**Source document**
------------------------------------------------------------------------

Saturday, August 6, 2016
My biggest reason for disliking (I started to write "hating" but I don't want to be a hater) the Blue Angels is because of my friend Claude. He died of AIDS in 1992 in Bailey-Boushay here in Seattle. I spent a lot of time with Claude at the end of his life. Three days before he died he was going in and out of consciousness like dying people often do.
I was sitting with him when the Blue Angels flew over Bailey-Boushay. He opened his eyes in terror and cried, "What is that?!" Now Claude was a deeply spiritual person and we had very open and direct conversations about dying, death and the possibility of an afterlife.
So when I answered, "The Blue Angels," he sat up gasping in horror.
"Angels? Are you sure? Are they coming for me?" The noise was deafening, frightening.

------------------------------------------------------------------------

**Check your understanding**
1. In the post about Claude and the Blue Angels, list every question Claude asks out loud.
2. Continue the post about Claude and the Blue Angels from its last sentence.

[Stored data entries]
------------------------------------------------------------------------

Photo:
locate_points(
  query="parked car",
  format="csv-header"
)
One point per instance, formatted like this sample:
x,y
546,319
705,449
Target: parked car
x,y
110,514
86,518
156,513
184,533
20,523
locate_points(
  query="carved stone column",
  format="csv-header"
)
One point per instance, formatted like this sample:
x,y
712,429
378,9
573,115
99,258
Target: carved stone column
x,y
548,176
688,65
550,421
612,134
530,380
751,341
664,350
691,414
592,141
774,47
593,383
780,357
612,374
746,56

------------------------------------------------------------------------

**Answers below**
1.
- "What is that?!"
- "Angels?"
- "Are you sure?"
- "Are they coming for me?"

2.
I tried to explain but I had to shout over the noise which just upset Claude even more. He grasped my arm with that unexplainable strength of a dying person and shouted, "Why are you screaming?" This would have been funny if he were not so terrified, and drug addled and, well--dying.
All I could do was lean over and hold his bony body and pat his shoulder blades that stuck out like pancake turners. "It's okay, it's okay. You are safe."
I was glad he couldn't see me crying. I, too felt scared as if we were under attack--and of course we were--but not by the Blue Angels.
Now every time I hear or see the Blue Angels I have that same angry/sad/ terrified reaction and have to tell myself, "It's okay, it's okay. You are safe."